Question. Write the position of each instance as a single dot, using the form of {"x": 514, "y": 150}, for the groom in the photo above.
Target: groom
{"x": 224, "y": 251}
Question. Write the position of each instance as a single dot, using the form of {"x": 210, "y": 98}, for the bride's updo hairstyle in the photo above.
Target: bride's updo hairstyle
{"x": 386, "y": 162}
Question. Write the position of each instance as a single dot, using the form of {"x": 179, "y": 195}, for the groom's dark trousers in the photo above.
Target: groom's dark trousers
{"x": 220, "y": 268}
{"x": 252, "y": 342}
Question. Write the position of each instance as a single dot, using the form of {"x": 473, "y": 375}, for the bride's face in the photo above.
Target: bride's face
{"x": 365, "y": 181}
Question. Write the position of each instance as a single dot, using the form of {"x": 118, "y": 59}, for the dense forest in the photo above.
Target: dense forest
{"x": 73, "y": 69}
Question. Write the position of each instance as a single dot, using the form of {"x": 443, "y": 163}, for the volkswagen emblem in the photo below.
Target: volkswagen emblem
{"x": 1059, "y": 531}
==
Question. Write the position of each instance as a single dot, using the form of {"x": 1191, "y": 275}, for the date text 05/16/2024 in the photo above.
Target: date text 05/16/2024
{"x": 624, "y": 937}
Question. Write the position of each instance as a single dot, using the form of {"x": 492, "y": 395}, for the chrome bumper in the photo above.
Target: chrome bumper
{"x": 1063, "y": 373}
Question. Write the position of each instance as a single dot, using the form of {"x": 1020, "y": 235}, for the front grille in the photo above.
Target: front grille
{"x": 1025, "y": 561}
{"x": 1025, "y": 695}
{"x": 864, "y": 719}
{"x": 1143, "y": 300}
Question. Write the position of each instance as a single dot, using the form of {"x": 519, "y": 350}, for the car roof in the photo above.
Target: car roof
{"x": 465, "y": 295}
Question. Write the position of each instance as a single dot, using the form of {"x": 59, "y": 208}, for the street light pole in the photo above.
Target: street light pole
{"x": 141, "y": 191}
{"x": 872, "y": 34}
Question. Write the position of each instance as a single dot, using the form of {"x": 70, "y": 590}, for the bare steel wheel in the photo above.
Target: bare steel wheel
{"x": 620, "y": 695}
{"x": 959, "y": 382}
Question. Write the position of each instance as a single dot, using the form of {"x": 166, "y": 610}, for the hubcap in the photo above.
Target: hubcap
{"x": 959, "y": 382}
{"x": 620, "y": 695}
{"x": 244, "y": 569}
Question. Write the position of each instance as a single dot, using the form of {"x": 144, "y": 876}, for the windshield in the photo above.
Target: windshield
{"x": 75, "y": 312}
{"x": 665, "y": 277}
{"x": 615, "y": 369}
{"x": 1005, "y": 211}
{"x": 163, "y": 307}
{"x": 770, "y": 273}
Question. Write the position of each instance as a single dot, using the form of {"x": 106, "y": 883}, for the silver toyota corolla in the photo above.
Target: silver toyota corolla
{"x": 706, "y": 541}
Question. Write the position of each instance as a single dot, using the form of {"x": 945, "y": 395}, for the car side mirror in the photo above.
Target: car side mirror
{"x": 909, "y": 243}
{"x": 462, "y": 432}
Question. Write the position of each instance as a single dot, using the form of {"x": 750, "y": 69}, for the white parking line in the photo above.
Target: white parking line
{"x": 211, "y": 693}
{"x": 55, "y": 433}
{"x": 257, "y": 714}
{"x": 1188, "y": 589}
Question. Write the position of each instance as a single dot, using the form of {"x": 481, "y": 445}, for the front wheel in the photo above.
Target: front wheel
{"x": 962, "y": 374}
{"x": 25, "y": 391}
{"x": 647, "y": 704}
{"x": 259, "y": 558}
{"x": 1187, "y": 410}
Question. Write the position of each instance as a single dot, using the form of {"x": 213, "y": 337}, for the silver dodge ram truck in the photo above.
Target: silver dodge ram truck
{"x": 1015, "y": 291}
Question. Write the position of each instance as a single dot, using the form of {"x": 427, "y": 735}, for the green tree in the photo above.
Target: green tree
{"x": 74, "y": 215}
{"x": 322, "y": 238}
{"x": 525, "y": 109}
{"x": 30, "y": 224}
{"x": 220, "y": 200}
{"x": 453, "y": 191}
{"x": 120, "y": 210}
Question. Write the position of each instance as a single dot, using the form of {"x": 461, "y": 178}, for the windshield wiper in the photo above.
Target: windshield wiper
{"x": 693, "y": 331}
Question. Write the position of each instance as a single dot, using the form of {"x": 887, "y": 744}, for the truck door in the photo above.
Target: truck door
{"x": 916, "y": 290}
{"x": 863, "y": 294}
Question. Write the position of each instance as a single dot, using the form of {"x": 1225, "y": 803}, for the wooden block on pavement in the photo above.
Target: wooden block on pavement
==
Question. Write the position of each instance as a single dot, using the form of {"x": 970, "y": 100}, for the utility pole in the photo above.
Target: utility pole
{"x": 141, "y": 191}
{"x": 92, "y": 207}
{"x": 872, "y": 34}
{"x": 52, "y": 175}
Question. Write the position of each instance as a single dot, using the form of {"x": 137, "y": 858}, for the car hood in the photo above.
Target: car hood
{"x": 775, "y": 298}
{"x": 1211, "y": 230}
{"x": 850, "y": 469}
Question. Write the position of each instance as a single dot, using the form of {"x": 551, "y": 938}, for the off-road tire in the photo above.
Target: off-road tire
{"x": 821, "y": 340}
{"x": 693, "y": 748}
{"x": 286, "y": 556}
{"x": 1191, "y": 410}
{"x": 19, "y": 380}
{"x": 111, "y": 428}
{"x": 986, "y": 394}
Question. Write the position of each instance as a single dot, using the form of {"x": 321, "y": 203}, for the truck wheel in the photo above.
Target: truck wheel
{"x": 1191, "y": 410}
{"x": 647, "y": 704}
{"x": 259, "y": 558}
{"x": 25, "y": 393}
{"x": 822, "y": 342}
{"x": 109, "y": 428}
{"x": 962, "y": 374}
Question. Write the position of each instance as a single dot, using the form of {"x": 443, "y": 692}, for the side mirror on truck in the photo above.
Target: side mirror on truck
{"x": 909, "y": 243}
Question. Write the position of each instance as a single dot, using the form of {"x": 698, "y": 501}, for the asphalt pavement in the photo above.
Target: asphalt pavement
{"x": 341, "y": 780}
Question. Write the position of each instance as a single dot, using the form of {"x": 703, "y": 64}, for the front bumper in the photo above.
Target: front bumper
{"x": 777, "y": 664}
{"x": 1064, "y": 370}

About this task: Since only a number is wanted, please say how many lines in the data include the word "block".

Answer to the problem: 2